START DATA TO USE

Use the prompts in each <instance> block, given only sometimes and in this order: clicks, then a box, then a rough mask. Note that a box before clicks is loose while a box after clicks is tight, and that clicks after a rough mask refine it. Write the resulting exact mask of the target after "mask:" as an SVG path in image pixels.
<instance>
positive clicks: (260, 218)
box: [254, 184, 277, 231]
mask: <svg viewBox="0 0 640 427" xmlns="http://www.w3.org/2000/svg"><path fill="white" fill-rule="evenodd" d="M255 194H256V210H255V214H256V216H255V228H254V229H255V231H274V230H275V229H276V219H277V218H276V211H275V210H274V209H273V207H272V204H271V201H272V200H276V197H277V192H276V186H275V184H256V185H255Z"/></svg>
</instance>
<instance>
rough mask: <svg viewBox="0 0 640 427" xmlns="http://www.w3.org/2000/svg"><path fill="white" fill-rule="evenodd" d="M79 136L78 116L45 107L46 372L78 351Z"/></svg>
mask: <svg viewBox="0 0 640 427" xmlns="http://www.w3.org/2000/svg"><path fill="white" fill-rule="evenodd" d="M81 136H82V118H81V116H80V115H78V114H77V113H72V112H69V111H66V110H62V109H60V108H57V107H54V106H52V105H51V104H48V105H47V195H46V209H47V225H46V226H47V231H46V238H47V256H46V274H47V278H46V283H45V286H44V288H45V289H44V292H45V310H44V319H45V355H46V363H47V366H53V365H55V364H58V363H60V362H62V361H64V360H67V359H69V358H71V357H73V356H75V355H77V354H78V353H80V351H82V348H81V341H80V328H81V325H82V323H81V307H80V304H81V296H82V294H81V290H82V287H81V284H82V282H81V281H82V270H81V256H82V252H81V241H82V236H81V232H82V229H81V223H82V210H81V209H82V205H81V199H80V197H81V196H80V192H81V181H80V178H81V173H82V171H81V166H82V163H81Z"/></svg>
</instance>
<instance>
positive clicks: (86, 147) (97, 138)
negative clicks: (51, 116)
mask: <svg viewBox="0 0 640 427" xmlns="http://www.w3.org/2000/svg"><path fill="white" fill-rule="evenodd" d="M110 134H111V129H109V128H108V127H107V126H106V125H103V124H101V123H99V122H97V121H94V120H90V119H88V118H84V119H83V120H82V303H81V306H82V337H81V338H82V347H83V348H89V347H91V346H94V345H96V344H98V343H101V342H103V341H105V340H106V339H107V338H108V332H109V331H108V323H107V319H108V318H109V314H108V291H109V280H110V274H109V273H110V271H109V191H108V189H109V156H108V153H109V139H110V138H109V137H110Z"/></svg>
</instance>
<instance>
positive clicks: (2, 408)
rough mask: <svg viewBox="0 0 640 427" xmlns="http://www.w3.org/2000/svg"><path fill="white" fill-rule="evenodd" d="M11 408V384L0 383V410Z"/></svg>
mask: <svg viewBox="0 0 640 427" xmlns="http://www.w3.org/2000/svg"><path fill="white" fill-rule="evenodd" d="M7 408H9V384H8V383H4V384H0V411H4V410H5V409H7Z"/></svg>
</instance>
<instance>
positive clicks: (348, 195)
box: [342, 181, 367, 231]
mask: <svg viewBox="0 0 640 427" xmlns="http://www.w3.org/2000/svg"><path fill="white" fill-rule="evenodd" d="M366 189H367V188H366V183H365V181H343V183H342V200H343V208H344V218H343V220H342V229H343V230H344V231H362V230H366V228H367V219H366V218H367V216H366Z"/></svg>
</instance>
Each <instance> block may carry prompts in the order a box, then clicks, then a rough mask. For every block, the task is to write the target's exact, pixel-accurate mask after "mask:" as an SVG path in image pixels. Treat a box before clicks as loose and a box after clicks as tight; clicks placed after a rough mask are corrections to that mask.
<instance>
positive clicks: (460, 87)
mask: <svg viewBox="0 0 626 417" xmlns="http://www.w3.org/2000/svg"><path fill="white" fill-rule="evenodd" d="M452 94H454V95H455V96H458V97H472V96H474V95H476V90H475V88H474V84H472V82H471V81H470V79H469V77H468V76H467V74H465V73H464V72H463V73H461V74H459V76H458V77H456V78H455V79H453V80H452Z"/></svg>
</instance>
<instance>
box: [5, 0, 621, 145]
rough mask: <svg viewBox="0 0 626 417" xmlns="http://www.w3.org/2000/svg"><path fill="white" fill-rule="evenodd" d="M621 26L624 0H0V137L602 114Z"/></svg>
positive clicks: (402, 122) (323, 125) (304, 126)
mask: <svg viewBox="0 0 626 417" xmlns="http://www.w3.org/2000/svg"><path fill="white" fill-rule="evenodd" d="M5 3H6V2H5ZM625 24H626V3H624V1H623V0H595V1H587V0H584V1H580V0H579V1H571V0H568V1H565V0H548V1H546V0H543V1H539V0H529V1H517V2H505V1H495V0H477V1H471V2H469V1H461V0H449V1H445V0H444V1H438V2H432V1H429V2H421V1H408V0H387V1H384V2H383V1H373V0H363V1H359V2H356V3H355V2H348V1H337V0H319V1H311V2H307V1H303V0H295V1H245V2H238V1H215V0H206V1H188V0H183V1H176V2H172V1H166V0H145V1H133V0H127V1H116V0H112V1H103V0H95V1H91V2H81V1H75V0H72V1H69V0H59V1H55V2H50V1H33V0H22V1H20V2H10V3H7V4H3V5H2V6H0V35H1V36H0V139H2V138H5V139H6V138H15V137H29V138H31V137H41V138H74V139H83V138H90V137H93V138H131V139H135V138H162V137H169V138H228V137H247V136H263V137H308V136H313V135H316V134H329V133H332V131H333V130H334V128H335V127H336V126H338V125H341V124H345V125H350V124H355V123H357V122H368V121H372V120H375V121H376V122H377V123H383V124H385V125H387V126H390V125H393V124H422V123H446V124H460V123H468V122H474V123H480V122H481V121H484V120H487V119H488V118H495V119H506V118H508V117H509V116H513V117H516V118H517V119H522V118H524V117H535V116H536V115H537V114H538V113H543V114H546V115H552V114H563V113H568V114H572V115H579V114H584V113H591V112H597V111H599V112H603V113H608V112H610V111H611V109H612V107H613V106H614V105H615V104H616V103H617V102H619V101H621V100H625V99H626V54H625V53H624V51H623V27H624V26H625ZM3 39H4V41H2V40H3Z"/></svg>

END DATA TO USE

Return all the lines shown above, precisely as they stand.

* **PROBLEM SOLUTION**
Use the prompts in each <instance> block, given only sometimes and in this order: clicks, then a box, then a rough mask. Note that a box before clicks is loose while a box after clicks is tight, and that clicks after a rough mask refine it. Write the resulting exact mask of the target after "mask:" as an SVG path in image pixels.
<instance>
positive clicks: (260, 218)
box: [254, 184, 277, 231]
mask: <svg viewBox="0 0 640 427" xmlns="http://www.w3.org/2000/svg"><path fill="white" fill-rule="evenodd" d="M255 194H256V210H255V214H256V216H255V228H254V229H255V231H274V230H275V229H276V219H277V218H276V211H275V210H274V209H273V207H272V204H271V201H272V200H276V197H277V192H276V186H275V184H256V185H255Z"/></svg>
</instance>
<instance>
rough mask: <svg viewBox="0 0 640 427" xmlns="http://www.w3.org/2000/svg"><path fill="white" fill-rule="evenodd" d="M79 136L78 116L45 107L46 372L78 351Z"/></svg>
mask: <svg viewBox="0 0 640 427" xmlns="http://www.w3.org/2000/svg"><path fill="white" fill-rule="evenodd" d="M81 136H82V118H81V116H80V115H78V114H77V113H72V112H69V111H66V110H62V109H60V108H57V107H54V106H52V105H51V104H48V105H47V195H46V209H47V225H46V226H47V231H46V238H47V256H46V274H47V278H46V283H45V286H44V288H45V289H44V292H45V310H44V319H45V355H46V363H47V366H53V365H55V364H58V363H60V362H62V361H64V360H67V359H69V358H71V357H73V356H75V355H77V354H78V353H80V351H82V348H81V341H80V328H81V325H82V323H81V307H80V304H81V296H82V294H81V290H82V287H81V284H82V282H81V281H82V270H81V256H82V252H81V241H82V236H81V232H82V229H81V223H82V210H81V209H82V205H81V199H80V197H81V196H80V192H81V181H80V178H81V173H82V171H81V166H82V163H81Z"/></svg>
</instance>
<instance>
positive clicks: (86, 147) (97, 138)
negative clicks: (51, 116)
mask: <svg viewBox="0 0 640 427" xmlns="http://www.w3.org/2000/svg"><path fill="white" fill-rule="evenodd" d="M110 134H111V129H109V128H108V127H107V126H106V125H103V124H101V123H99V122H97V121H94V120H90V119H88V118H84V119H83V120H82V303H81V306H82V337H81V338H82V347H83V348H89V347H91V346H94V345H96V344H98V343H101V342H103V341H105V340H106V339H107V338H108V332H109V331H108V323H107V319H108V318H109V314H108V291H109V280H110V274H109V273H110V271H109V191H108V189H109V156H108V153H109V139H110V138H109V137H110Z"/></svg>
</instance>
<instance>
positive clicks: (2, 408)
rough mask: <svg viewBox="0 0 640 427" xmlns="http://www.w3.org/2000/svg"><path fill="white" fill-rule="evenodd" d="M11 408V384L0 383V410Z"/></svg>
mask: <svg viewBox="0 0 640 427" xmlns="http://www.w3.org/2000/svg"><path fill="white" fill-rule="evenodd" d="M7 408H9V384H8V383H4V384H0V411H4V410H5V409H7Z"/></svg>
</instance>
<instance>
positive clicks: (348, 195)
box: [342, 181, 367, 231]
mask: <svg viewBox="0 0 640 427" xmlns="http://www.w3.org/2000/svg"><path fill="white" fill-rule="evenodd" d="M366 189H367V188H366V183H365V181H343V183H342V200H343V208H344V218H343V220H342V229H343V230H344V231H362V230H366V228H367V219H366V218H367V216H366Z"/></svg>
</instance>
Each <instance> block may carry prompts in the order a box, then clicks, then a rough mask. For every block, the task is to write the target's exact, pixel-accurate mask after "mask:" as an SVG path in image pixels. Treat a box before clicks as loose and a box after clicks as tight; clicks placed after a rough mask are corrections to that mask.
<instance>
positive clicks: (460, 87)
mask: <svg viewBox="0 0 626 417" xmlns="http://www.w3.org/2000/svg"><path fill="white" fill-rule="evenodd" d="M452 94H454V95H455V96H458V97H472V96H474V95H476V90H475V88H474V84H472V82H471V81H470V79H469V77H468V76H467V74H465V73H464V72H463V73H461V74H459V76H458V77H456V78H455V79H453V80H452Z"/></svg>
</instance>
<instance>
box: [5, 0, 621, 145]
rough mask: <svg viewBox="0 0 626 417" xmlns="http://www.w3.org/2000/svg"><path fill="white" fill-rule="evenodd" d="M621 26L624 0H0V137L602 114Z"/></svg>
positive clicks: (402, 122) (323, 125) (304, 126)
mask: <svg viewBox="0 0 626 417" xmlns="http://www.w3.org/2000/svg"><path fill="white" fill-rule="evenodd" d="M5 3H6V2H5ZM625 24H626V3H624V1H623V0H595V1H587V0H584V1H580V0H579V1H571V0H568V1H565V0H548V1H546V0H543V1H539V0H529V1H517V2H505V1H495V0H477V1H471V2H469V1H461V0H449V1H445V0H444V1H438V2H432V1H429V2H421V1H408V0H387V1H384V2H383V1H373V0H363V1H359V2H356V3H355V2H348V1H337V0H319V1H311V2H307V1H303V0H295V1H245V2H238V1H215V0H206V1H188V0H183V1H176V2H172V1H166V0H145V1H133V0H127V1H116V0H112V1H103V0H95V1H91V2H81V1H75V0H72V1H69V0H59V1H55V2H50V1H33V0H22V1H20V2H10V3H7V4H3V5H2V6H0V35H1V36H0V139H2V138H5V139H6V138H15V137H29V138H31V137H41V138H74V139H83V138H90V137H93V138H131V139H135V138H162V137H169V138H228V137H247V136H263V137H308V136H313V135H316V134H329V133H332V131H333V130H334V128H335V127H336V126H338V125H341V124H345V125H350V124H355V123H357V122H368V121H372V120H375V121H376V122H377V123H383V124H385V125H387V126H390V125H393V124H422V123H446V124H460V123H468V122H474V123H480V122H481V121H484V120H487V119H488V118H495V119H506V118H508V117H509V116H513V117H516V118H517V119H522V118H524V117H535V116H536V115H537V114H538V113H543V114H546V115H552V114H563V113H568V114H572V115H579V114H584V113H591V112H597V111H599V112H603V113H608V112H610V111H611V109H612V107H613V106H614V105H615V104H616V103H617V102H619V101H621V100H625V99H626V54H625V53H624V51H623V27H624V26H625ZM3 39H4V41H2V40H3Z"/></svg>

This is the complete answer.